## PASSAGE:
-----
It goes without saying that the college applications process is stressful and challenging for many students. In the face of such pressure, turning to less-than-honest methods—such as plagiarizing your essay or cheating on a standardized test—can be tempting. But despite the short-term benefits these solutions may provide, in the end, being in any way dishonest on your college application will almost always end up in you getting caught and facing serious consequences for it.

One of the aspects of the applications process in which cheating is the most prevalent is in standardized testing. Because cheating is relatively common, sometimes even totally honest students are accused of dishonesty. In this blog post, we’ll discuss what you should do if you are accused of cheating on a standardized test, regardless of whether or not you were guilty, and what you can do to rectify the situation.

 

I was accused of cheating, but I’m innocent! What do I do?
-----
[Named object pointing records]
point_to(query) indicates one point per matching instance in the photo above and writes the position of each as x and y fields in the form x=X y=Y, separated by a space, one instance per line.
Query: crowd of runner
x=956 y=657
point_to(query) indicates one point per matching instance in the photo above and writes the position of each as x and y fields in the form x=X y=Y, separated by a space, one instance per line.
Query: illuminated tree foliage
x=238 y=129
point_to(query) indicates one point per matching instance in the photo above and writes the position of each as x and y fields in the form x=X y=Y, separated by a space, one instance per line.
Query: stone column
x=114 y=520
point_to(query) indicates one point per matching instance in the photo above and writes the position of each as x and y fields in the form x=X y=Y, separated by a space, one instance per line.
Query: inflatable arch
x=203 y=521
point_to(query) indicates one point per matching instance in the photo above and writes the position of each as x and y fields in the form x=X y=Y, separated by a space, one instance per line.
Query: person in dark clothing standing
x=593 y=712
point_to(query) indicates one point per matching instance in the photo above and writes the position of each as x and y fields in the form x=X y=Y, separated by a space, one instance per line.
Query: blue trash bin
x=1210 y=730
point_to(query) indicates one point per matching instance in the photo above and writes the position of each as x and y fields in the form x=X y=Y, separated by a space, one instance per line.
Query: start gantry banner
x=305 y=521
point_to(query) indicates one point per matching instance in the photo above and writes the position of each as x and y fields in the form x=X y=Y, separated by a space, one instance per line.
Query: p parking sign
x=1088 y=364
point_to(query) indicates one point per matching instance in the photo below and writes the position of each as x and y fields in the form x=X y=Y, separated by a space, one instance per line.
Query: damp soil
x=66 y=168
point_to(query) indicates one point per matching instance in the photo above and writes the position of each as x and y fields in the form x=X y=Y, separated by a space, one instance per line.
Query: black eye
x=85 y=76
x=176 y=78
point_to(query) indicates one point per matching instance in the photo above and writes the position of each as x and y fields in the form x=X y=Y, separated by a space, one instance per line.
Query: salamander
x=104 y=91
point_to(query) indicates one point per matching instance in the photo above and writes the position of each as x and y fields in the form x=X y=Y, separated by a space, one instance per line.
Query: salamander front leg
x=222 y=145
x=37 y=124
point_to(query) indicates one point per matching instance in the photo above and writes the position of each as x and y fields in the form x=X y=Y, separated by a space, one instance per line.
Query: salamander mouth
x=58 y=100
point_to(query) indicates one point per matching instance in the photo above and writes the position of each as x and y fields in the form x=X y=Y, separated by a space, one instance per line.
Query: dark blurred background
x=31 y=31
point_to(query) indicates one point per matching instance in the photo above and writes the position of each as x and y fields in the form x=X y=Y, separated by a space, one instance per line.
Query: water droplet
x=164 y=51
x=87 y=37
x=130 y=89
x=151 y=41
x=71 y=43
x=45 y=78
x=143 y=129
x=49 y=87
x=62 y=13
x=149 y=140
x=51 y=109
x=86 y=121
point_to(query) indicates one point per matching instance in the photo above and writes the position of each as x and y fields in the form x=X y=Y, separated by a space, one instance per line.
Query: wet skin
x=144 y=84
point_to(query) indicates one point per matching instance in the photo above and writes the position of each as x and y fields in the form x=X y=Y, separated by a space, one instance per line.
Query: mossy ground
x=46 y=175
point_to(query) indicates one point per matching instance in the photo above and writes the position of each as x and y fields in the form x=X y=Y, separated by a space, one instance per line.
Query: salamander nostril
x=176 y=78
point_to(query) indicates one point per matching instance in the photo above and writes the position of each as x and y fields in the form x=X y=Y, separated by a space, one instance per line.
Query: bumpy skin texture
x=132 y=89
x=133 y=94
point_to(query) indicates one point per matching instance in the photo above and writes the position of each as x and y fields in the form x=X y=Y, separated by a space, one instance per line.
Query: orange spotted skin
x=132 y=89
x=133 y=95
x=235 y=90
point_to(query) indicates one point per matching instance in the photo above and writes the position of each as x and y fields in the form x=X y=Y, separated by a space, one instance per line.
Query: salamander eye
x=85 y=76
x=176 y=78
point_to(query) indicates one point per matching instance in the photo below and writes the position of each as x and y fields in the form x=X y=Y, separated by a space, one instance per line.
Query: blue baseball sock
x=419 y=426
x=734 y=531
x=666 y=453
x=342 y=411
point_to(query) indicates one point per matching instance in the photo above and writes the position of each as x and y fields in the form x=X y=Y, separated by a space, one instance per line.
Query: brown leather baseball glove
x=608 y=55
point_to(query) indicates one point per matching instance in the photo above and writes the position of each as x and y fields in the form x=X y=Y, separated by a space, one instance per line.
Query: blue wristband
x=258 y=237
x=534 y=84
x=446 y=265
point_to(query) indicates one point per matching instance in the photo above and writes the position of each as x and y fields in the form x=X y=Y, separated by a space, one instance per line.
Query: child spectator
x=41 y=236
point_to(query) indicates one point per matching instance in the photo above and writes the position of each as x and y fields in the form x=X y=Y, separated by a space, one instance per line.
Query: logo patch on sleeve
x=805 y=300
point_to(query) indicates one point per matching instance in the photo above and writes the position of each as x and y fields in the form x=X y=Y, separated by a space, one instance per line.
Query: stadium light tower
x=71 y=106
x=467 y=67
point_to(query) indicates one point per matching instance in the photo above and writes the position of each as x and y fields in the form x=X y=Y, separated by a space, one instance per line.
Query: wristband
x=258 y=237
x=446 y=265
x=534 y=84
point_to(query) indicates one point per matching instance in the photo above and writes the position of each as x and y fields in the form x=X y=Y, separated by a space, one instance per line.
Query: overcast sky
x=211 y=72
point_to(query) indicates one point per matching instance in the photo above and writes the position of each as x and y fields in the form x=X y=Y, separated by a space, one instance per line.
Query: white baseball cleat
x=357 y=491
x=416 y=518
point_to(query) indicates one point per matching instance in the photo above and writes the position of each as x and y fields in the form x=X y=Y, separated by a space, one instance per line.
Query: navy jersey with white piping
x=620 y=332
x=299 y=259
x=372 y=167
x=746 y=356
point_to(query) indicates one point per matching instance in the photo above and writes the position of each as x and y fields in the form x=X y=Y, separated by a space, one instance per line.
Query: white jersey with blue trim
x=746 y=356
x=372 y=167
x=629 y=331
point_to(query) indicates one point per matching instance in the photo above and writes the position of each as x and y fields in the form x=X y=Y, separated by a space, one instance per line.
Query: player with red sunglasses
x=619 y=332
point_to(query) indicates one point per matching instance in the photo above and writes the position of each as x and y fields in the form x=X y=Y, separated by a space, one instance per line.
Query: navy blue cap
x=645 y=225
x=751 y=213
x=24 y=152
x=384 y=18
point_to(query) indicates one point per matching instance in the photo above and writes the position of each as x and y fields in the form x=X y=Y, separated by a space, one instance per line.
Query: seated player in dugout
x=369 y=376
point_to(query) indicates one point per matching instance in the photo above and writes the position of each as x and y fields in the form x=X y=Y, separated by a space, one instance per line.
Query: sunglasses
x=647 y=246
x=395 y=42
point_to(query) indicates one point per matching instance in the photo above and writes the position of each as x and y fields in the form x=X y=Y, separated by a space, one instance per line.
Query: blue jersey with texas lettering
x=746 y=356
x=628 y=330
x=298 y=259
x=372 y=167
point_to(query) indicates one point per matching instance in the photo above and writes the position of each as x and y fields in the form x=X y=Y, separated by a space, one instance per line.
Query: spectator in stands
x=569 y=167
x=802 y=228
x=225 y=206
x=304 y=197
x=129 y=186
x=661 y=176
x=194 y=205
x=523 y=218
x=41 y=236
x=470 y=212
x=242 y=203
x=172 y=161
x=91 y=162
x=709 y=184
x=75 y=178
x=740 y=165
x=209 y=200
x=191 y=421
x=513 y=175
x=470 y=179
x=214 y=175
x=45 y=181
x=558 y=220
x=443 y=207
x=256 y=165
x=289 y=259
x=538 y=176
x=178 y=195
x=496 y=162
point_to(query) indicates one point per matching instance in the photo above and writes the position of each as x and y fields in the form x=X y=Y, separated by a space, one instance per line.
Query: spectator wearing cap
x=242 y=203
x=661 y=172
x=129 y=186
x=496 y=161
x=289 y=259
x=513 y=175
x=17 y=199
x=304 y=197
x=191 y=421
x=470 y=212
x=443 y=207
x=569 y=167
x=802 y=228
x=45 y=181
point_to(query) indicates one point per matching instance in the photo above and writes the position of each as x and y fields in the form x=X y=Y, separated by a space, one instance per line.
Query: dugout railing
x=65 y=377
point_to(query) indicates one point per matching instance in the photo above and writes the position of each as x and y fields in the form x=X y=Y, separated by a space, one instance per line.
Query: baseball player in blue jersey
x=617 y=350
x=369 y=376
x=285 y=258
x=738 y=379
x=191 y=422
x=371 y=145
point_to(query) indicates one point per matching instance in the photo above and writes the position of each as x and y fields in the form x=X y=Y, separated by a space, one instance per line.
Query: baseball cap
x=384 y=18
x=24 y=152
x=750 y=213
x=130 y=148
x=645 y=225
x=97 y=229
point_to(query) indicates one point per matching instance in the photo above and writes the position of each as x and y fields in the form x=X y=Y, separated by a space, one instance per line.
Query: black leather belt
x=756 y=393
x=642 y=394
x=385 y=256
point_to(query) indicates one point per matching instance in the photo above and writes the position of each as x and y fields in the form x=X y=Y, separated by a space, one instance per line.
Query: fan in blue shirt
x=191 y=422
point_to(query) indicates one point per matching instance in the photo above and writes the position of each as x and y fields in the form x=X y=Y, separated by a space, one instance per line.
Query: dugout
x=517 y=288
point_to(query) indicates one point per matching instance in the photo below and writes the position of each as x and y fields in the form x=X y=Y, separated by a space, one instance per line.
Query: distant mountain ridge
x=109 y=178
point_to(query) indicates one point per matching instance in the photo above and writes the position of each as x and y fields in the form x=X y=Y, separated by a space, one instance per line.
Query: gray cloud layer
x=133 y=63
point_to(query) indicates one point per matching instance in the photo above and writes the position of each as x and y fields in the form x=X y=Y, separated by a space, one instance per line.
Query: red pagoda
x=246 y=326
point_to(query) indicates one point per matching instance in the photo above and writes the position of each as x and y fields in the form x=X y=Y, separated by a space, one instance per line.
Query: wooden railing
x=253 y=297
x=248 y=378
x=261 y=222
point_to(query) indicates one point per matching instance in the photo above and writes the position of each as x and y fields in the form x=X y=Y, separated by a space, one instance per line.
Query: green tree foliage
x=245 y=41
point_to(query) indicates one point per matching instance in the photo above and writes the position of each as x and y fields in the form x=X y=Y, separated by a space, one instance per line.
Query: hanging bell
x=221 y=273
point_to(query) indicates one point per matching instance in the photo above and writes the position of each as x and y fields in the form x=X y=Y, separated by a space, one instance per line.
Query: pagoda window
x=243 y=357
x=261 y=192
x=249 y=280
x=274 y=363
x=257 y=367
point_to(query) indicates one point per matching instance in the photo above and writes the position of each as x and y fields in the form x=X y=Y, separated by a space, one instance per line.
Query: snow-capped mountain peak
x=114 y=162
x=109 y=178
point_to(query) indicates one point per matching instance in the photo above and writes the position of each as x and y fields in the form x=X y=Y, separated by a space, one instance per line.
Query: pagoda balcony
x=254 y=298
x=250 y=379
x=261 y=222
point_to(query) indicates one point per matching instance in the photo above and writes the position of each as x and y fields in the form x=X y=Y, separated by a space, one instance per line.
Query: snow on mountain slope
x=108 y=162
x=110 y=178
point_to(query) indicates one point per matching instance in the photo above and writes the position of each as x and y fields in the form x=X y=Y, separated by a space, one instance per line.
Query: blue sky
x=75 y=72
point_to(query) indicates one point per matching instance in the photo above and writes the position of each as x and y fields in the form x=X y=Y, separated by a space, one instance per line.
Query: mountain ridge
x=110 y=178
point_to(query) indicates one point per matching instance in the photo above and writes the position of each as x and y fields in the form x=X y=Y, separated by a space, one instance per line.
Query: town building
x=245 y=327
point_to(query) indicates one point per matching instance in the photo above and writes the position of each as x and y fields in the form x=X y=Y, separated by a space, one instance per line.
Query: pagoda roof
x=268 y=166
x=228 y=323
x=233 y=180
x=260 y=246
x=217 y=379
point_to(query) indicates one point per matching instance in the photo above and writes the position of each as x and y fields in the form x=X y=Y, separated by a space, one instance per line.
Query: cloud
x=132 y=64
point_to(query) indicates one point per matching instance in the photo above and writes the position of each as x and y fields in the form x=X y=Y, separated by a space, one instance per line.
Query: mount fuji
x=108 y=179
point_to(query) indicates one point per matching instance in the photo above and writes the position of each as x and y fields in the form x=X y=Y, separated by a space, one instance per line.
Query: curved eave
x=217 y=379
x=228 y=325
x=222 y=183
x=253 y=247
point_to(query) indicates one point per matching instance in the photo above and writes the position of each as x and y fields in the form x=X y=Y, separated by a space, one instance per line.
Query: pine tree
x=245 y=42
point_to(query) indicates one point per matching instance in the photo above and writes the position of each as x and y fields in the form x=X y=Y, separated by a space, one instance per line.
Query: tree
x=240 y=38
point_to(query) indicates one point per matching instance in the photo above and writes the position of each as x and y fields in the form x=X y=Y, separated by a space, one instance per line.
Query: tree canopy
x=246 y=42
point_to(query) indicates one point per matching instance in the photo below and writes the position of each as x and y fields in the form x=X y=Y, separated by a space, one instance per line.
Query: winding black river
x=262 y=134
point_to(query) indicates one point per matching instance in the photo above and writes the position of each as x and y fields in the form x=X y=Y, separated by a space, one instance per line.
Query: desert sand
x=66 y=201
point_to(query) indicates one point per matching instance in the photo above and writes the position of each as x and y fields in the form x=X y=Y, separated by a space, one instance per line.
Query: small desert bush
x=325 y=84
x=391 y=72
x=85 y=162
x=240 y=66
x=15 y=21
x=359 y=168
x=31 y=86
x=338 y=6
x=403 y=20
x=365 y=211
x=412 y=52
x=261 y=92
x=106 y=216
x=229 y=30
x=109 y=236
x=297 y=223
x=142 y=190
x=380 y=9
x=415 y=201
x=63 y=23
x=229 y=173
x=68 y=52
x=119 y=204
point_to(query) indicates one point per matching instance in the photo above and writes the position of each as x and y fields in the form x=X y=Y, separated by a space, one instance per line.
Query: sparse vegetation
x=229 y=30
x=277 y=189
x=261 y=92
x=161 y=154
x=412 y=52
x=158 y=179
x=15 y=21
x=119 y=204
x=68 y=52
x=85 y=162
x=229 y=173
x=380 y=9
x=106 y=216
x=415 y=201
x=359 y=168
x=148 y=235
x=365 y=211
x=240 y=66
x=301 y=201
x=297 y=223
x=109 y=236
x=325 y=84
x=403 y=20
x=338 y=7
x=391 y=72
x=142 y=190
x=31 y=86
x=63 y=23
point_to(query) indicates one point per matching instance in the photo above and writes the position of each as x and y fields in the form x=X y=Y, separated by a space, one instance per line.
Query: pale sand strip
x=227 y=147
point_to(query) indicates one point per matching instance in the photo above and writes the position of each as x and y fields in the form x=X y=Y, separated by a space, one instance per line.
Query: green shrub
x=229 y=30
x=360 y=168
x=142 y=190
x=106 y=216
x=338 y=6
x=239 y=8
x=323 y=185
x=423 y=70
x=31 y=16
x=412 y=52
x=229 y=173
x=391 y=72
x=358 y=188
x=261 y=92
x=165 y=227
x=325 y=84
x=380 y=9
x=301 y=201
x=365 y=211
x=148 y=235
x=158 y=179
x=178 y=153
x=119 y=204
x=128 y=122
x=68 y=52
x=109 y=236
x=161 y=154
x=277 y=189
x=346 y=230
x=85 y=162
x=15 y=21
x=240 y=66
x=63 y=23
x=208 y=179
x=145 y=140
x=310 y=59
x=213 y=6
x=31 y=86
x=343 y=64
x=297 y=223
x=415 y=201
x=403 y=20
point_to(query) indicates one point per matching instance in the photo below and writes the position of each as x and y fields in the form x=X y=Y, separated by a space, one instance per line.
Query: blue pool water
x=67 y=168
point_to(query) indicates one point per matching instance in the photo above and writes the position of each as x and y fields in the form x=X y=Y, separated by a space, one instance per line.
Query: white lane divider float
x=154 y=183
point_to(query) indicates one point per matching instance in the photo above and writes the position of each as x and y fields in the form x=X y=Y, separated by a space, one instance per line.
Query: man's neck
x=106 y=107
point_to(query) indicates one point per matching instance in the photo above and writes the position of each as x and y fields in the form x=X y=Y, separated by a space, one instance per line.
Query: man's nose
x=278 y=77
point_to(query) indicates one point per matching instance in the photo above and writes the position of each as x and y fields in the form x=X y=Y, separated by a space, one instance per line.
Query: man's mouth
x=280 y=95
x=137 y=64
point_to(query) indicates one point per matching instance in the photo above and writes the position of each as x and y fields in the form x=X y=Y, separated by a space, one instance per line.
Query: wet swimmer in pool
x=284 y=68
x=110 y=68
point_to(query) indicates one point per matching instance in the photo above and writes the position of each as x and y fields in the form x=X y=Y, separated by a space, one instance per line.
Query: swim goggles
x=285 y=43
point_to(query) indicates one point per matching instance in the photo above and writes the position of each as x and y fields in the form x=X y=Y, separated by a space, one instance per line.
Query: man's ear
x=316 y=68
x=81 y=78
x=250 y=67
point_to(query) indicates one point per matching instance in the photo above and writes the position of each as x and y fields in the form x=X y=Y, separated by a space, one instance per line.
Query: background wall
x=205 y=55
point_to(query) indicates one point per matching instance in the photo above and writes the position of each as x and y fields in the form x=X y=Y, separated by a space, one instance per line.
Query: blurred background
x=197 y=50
-----
## COMPLETE THE FOLLOWING:
1. In the college applications passage, list each sentence of the paragraph that begins with "One of the aspects," in order.
2. Continue the passage on cheating accusations in college applications from its last line.

## RESPONSE LIST:
1.
- One of the aspects of the applications process in which cheating is the most prevalent is in standardized testing.
- Because cheating is relatively common, sometimes even totally honest students are accused of dishonesty.
- In this blog post, we'll discuss what you should do if you are accused of cheating on a standardized test, regardless of whether or not you were guilty, and what you can do to rectify the situation.

2.
There are two situations in which you may be accused of cheating: one during the administration of the test—for example, if the proctor claims to have seen you copying the answers off your neighbor and does not allow you to complete the exam—and another if you are accused of cheating after you’ve finished taking the exam. It is important to note that in the case of any accusation, true or otherwise, the colleges you’ve elected to send your scores to will not be notified that you have been accused of cheating. In the event that you are not able to disprove the cheating charges, colleges will simply see that your scores have been canceled, without access to further information regarding why it happened.

 

If you were accused of cheating and not allowed the finish the exam, your first step should be to get in touch with the testing agency immediately (CollegeBoard for the SAT and American College Testing for the ACT) and file a complaint. You’ll want to gather as much testimony from students who were in the testing room with you as possible to support your case. If you successfully demonstrate to the testing agency you did not cheat, your testing fee will be refunded so that you will not need to pay an additional fee to retest.

 

You may also be informed that you have been accused of cheating after the test. This usually happens because a proctor or another student made a report of suspicious activity on your part to the testing agency, or your score increased by a significant amount (think 400+ points on the SAT, or 6+ points on the ACT) since you previously took the test.

 

If you have been flagged because of a significant score increase, the testing agency will typically ask you to retake the test, free of charge, in a more controlled setting. If you score within a certain range (100-200 SAT points, or 3 ACT points)  of your “cheating score,” the accusations of cheating will be dropped, and your “cheating score” will become your official score (or your retest score, if that ends up being higher).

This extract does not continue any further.